◆ **Job**
Please render the records below as a two-column CSV with the headers input and output, one row for each record. Put the request text and its answer each in a single quoted field, replacing line breaks with spaces.

==== Data for processing

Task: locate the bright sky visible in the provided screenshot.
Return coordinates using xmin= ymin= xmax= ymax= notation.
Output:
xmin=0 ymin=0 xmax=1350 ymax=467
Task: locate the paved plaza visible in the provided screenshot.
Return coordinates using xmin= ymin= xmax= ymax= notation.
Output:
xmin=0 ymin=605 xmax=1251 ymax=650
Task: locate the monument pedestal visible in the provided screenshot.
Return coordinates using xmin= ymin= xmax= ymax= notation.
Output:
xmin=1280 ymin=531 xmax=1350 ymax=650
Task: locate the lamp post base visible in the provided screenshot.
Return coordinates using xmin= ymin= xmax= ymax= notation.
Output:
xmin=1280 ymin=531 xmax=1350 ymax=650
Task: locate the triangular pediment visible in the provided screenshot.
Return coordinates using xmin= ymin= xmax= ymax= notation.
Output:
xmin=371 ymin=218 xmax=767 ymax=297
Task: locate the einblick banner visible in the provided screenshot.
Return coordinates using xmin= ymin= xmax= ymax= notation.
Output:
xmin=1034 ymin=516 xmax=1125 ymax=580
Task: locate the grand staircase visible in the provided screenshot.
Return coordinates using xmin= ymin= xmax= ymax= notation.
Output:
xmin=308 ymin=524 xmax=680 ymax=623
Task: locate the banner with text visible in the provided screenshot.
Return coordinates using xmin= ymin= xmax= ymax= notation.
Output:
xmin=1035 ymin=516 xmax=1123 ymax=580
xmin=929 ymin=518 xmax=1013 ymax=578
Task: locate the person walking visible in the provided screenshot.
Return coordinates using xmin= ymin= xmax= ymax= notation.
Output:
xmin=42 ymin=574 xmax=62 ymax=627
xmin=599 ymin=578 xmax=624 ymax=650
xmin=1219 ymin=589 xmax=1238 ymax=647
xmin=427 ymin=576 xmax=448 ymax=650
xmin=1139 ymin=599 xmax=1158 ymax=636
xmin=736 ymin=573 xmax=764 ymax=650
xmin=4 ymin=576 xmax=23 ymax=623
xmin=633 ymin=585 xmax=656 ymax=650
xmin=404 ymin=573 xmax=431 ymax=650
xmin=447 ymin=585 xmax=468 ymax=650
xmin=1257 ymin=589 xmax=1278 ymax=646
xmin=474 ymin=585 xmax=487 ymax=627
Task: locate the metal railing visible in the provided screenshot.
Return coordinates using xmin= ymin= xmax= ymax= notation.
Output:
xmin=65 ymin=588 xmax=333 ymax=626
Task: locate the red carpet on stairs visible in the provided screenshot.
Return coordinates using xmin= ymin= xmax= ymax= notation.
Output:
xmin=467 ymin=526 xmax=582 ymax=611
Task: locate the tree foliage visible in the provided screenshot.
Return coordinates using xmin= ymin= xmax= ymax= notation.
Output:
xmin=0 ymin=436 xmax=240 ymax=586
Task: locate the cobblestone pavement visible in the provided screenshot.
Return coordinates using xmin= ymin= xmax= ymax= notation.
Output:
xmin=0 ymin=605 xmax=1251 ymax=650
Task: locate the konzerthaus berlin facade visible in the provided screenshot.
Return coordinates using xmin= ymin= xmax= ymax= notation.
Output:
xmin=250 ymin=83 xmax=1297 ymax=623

========

◆ **Exercise result**
input,output
"Task: locate the bright sky visible in the provided screenshot. Return coordinates using xmin= ymin= xmax= ymax= notation. Output:","xmin=0 ymin=0 xmax=1350 ymax=467"
"Task: locate the paved plaza visible in the provided screenshot. Return coordinates using xmin= ymin= xmax= ymax= notation. Output:","xmin=0 ymin=605 xmax=1251 ymax=650"
"Task: locate the monument pedestal visible in the provided screenshot. Return coordinates using xmin= ymin= xmax= ymax= notation. Output:","xmin=1280 ymin=531 xmax=1350 ymax=650"
"Task: locate the lamp post base visible in the provided screenshot. Return coordinates using xmin= ymin= xmax= ymax= notation. Output:","xmin=1280 ymin=531 xmax=1350 ymax=650"
"Task: locate the triangular pediment visible in the provided screenshot. Return coordinates using xmin= ymin= xmax= ymax= notation. Output:","xmin=371 ymin=218 xmax=767 ymax=297"
"Task: locate the einblick banner visible in the provided screenshot. Return coordinates using xmin= ymin= xmax= ymax= notation. Output:","xmin=1034 ymin=516 xmax=1125 ymax=580"
"Task: locate the grand staircase visible in the provided screenshot. Return coordinates using xmin= ymin= xmax= ymax= notation. Output:","xmin=308 ymin=524 xmax=680 ymax=623"
"Task: locate the banner with text visible in the provided screenshot. Return coordinates using xmin= ymin= xmax= ymax= notation. Output:","xmin=1035 ymin=516 xmax=1123 ymax=580 xmin=929 ymin=518 xmax=1013 ymax=578"
"Task: locate the person walking visible in the provided screenshot. Return coordinates using xmin= ymin= xmax= ymax= notation. Output:","xmin=42 ymin=574 xmax=62 ymax=627 xmin=599 ymin=578 xmax=624 ymax=650 xmin=1219 ymin=589 xmax=1238 ymax=647 xmin=427 ymin=576 xmax=448 ymax=650 xmin=1139 ymin=599 xmax=1158 ymax=636 xmin=736 ymin=573 xmax=764 ymax=650 xmin=4 ymin=576 xmax=23 ymax=623 xmin=633 ymin=585 xmax=656 ymax=650 xmin=404 ymin=573 xmax=431 ymax=650 xmin=447 ymin=585 xmax=468 ymax=650 xmin=1257 ymin=589 xmax=1278 ymax=646 xmin=474 ymin=585 xmax=487 ymax=627"
"Task: locate the metal railing visible in the provided screenshot. Return coordinates using xmin= ymin= xmax= ymax= notation. Output:","xmin=65 ymin=588 xmax=333 ymax=626"
"Task: locate the red carpet on stairs visible in the provided screenshot. Return coordinates using xmin= ymin= xmax= ymax= notation. Output:","xmin=467 ymin=526 xmax=582 ymax=611"
"Task: locate the tree foliage visible in the provided screenshot. Return coordinates using xmin= ymin= xmax= ymax= notation. Output:","xmin=0 ymin=436 xmax=240 ymax=586"
"Task: locate the cobblestone pavement visible in the provided screenshot. Return coordinates using xmin= ymin= xmax= ymax= notation. Output:","xmin=0 ymin=605 xmax=1251 ymax=650"
"Task: locate the konzerthaus berlin facade visible in the provided screenshot. Return coordinates using xmin= ymin= xmax= ymax= notation. Output:","xmin=250 ymin=83 xmax=1297 ymax=623"